Stated exercise :: Convert each line of the material below into a JSON list of strings, one string per line, leaving out blank lines.

/---

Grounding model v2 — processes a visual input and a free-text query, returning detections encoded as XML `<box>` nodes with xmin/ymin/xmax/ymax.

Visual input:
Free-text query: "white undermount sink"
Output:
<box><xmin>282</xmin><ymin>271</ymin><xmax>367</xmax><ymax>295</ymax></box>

\---

Response to this exercise ::
[
  "Grounding model v2 — processes a visual input and a free-text query, returning detections encoded as XML `<box>` nodes with xmin/ymin/xmax/ymax.",
  "Visual input:",
  "Free-text query: \"white undermount sink\"",
  "Output:",
  "<box><xmin>282</xmin><ymin>271</ymin><xmax>367</xmax><ymax>295</ymax></box>"
]